-- Opening Marker --

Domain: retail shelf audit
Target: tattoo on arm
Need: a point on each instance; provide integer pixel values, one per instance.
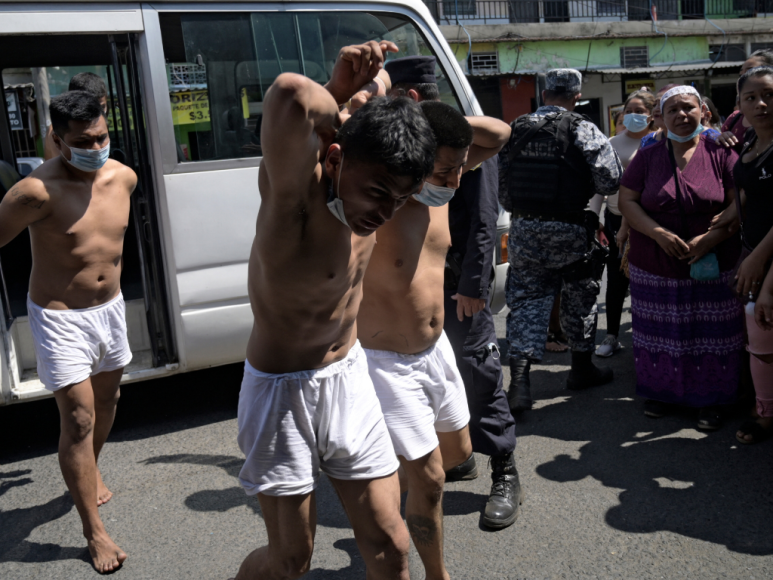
(25, 199)
(423, 529)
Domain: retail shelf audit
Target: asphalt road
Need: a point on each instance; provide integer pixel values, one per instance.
(609, 492)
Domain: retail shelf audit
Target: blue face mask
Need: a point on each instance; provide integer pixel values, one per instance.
(434, 195)
(334, 203)
(88, 160)
(635, 122)
(679, 139)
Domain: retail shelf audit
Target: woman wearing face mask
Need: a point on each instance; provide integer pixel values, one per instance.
(657, 119)
(735, 127)
(638, 123)
(754, 282)
(687, 324)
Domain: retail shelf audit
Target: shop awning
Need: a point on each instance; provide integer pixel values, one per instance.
(676, 67)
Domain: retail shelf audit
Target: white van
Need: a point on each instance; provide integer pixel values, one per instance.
(186, 82)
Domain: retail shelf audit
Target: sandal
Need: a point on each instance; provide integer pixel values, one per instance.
(757, 431)
(709, 419)
(554, 343)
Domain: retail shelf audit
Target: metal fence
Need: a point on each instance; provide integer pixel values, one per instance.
(525, 11)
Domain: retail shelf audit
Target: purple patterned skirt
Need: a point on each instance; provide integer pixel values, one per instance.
(687, 339)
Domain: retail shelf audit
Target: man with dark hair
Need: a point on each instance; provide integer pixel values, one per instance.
(469, 325)
(88, 82)
(401, 327)
(76, 207)
(554, 163)
(306, 402)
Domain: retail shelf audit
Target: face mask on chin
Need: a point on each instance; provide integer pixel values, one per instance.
(635, 122)
(434, 195)
(88, 160)
(679, 139)
(334, 202)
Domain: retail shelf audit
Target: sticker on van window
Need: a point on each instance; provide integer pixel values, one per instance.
(190, 107)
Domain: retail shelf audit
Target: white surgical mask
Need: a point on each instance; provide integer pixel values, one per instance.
(434, 195)
(334, 202)
(88, 160)
(635, 122)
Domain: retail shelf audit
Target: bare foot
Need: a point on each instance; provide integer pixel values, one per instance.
(103, 494)
(106, 556)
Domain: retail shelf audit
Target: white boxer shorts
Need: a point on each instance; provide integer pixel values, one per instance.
(291, 425)
(73, 345)
(421, 394)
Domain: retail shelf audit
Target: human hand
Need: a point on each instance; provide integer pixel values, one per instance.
(699, 247)
(375, 88)
(466, 306)
(671, 244)
(622, 235)
(727, 139)
(763, 310)
(356, 66)
(726, 219)
(750, 275)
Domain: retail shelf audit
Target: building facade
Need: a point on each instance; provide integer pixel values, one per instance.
(619, 46)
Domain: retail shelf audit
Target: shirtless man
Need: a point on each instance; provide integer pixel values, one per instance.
(76, 207)
(88, 82)
(306, 402)
(400, 324)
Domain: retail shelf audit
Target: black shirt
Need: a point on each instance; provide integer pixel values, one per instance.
(472, 216)
(756, 179)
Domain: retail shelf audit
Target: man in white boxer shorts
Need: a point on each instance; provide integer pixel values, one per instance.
(306, 402)
(400, 323)
(76, 207)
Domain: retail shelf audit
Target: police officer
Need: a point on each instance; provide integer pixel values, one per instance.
(555, 161)
(473, 213)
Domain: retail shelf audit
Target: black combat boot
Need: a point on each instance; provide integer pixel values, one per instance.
(464, 472)
(506, 497)
(519, 394)
(585, 374)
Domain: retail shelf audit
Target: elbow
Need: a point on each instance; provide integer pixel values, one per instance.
(287, 88)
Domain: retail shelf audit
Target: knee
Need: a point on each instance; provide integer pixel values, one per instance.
(78, 423)
(392, 551)
(292, 564)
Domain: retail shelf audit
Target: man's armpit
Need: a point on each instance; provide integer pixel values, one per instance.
(18, 196)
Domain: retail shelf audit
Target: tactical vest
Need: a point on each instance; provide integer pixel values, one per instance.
(546, 173)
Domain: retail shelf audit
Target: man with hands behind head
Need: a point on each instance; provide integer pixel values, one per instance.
(401, 325)
(306, 402)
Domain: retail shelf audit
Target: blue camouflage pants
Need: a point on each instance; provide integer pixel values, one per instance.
(538, 250)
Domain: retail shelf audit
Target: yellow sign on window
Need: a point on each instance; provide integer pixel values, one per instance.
(190, 107)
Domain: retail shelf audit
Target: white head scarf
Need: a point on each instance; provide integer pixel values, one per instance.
(680, 90)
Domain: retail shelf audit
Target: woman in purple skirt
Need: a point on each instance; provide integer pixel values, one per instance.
(687, 323)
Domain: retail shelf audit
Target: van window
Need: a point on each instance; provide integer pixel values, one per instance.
(219, 66)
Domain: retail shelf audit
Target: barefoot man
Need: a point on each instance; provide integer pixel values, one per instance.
(76, 207)
(400, 324)
(306, 402)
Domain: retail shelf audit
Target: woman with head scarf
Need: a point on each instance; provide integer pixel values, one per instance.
(657, 120)
(687, 323)
(735, 126)
(754, 282)
(638, 123)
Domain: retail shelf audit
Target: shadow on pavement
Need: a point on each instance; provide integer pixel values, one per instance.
(329, 511)
(672, 477)
(355, 569)
(18, 524)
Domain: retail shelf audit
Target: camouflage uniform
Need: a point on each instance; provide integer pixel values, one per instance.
(539, 249)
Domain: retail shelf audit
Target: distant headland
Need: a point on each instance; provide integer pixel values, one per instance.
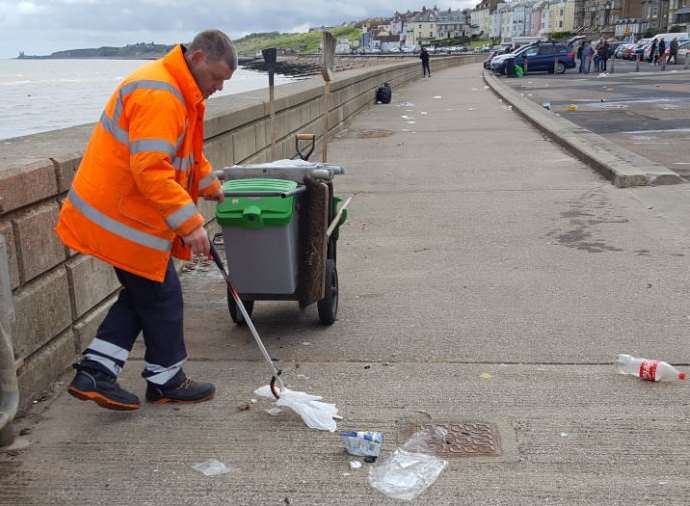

-- Closing Marker --

EXERCISE DESCRIPTION: Copy out the data above exactly, except the pictures.

RESULT OF THE EXERCISE:
Domain: retail shelf audit
Target: tattoo on arm
Need: a point on each instance; provide integer pixel values, one per instance.
(25, 199)
(423, 529)
Domain: retail shelf audit
Target: asphalt road
Need: a point on each instance; provide integer pixel values, one per instance.
(609, 492)
Domain: retail shelf audit
Target: blue face mask
Need: a point on each instance; provide integer pixel values, one per instance.
(434, 195)
(334, 203)
(88, 160)
(635, 122)
(679, 139)
Domain: retail shelf audit
Target: woman wearing face mask
Need: a point on each instance; provide integer pixel values, one per instance.
(657, 119)
(735, 127)
(638, 123)
(754, 282)
(687, 324)
Domain: retail shelf audit
Target: shop awning
Need: a point on each instance; provide integer pixel values, one per instance.
(676, 67)
Domain: retail shelf audit
Target: white van
Need: a point on each instance; provide integer pixel values, one per instance.
(186, 82)
Domain: retail shelf audit
Target: sandal
Need: a point on each instance; provide integer pixel values, one per instance.
(757, 431)
(709, 419)
(554, 343)
Domain: retail shelf audit
Target: metal fence
Need: a point on each instance; provide integer pixel values, one per instance.
(525, 11)
Domain: retail shelf audit
Target: purple patterned skirt
Need: a point on each instance; provide integer pixel values, one per instance.
(687, 339)
Domain: retail shelf audit
Target: man with dark hair
Need: a point on each instance; provide integer pixel values, one per instance.
(469, 325)
(88, 82)
(401, 327)
(76, 207)
(554, 163)
(306, 402)
Domain: retail shelf audit
Target: face mask on chin
Need: a point on each instance; provide integer pixel values, one per instance.
(635, 122)
(434, 195)
(88, 160)
(679, 139)
(334, 202)
Domain: retail shelf audit
Target: sticker on van window
Need: a point on each instance; provide integer pixel values, one per instance.
(190, 107)
Domain: retail shelf audit
Target: white surgical mask
Need: a point on each instance; provide integer pixel values, one per instance.
(434, 195)
(334, 202)
(88, 160)
(635, 122)
Domain: retail shelf audit
Target: bare foot
Need: a point on each instance; provide integer pixel values, one per instance.
(103, 494)
(106, 556)
Domain: retail shelf audit
Target: white boxer shorts
Need: a point on each instance; provide integer pixel values, one per instance.
(291, 425)
(73, 345)
(421, 394)
Domain: retail shelf audit
Target: human hand
Need: a point on each instance; provide integer pixel values, one per instance.
(699, 247)
(375, 88)
(466, 306)
(671, 244)
(622, 235)
(727, 139)
(763, 310)
(356, 66)
(726, 219)
(750, 275)
Domain: retail shelf audit
Target: building facade
Need: a point on each instance; provide integer pixel values, one per instance.
(619, 46)
Domain: retail shelf audit
Target: shirtless man
Need: a point on each instance; provide integer pixel values, one per instance.
(76, 207)
(88, 82)
(306, 402)
(400, 324)
Domain: retail shelf audit
Target: black shirt
Need: a point on each instance; provide integer pixel values, one per instance.
(472, 216)
(756, 179)
Domain: retail shelf audit
Target: man in white boxer shorts
Need: a point on each instance; provide integer pixel values, one per instance.
(306, 402)
(400, 323)
(76, 207)
Domain: retail shelf audit
Target: police officer
Need: a point on each instance; provide integer pixel values, one per instance.
(555, 161)
(473, 213)
Domain: retail shelf audit
Target: black combat boot
Need: a point on each instance; provide integer pixel values, one per instance.
(464, 472)
(506, 497)
(519, 394)
(585, 374)
Domain: retail shelf audit
Target: elbow
Need: a point on each instance; provide integer pixel values, one per instance.
(287, 88)
Domain: retail shelf audit
Target: knee
Need: a point on each instance; provide integer pixel values, one per instance.
(78, 423)
(392, 551)
(292, 564)
Domain: retail shelf audit
Target: man's armpit
Need: a point on each instance; provide integer pixel values, one per instance.
(18, 196)
Domain: retail shelf audit
Target: tactical vest
Need: a point on each instance; provide integer pixel values, one per instance.
(546, 173)
Domain: retail shelf audit
Target: man with hands behind head
Need: a point on each instance; provide integer pixel values, one per instance.
(401, 325)
(306, 402)
Domain: retail shelf audit
Target: blue camouflage pants
Need: a point on each instance; provide integer pixel values, one per instance.
(538, 250)
Domain: retail shelf audit
Target: yellow sign on window
Need: a point on each instance; provide integer pixel values, one per instance.
(190, 107)
Domain: retail shelf audit
Target: white head scarf
Need: a point on each instance; provide integer pixel values, one per instance.
(680, 90)
Domain: retail shelf audit
Target: woman in purple skirt
Need: a point on each instance; provide integer pixel values, one per instance.
(687, 323)
Domain: retail shelf audit
Target: van window
Need: a point on each instance; provide integer pixel values, one per instance.
(219, 66)
Domain: retail shelf audit
Target: barefoot man
Need: a point on each instance; provide integer pixel values, one per instance.
(76, 207)
(400, 324)
(306, 402)
Domain: retail shelf audit
Target: woman with head scarf
Need: a point on each instance; provide integer pixel values, one per instance.
(657, 120)
(687, 323)
(735, 126)
(754, 282)
(638, 123)
Domain: retail shelf audit
Target: shadow on pavement
Need: a point on each instance; provide integer pixel values, one per instance.
(329, 511)
(672, 477)
(355, 569)
(18, 524)
Domain: retail shelf audit
Target: camouflage uniform
Need: a point on each instance; provide integer pixel values, one per instance.
(539, 249)
Domain: retail shelf audit
Target: distant headland
Need: a point on each instance; provide integer pixel values, one per instance.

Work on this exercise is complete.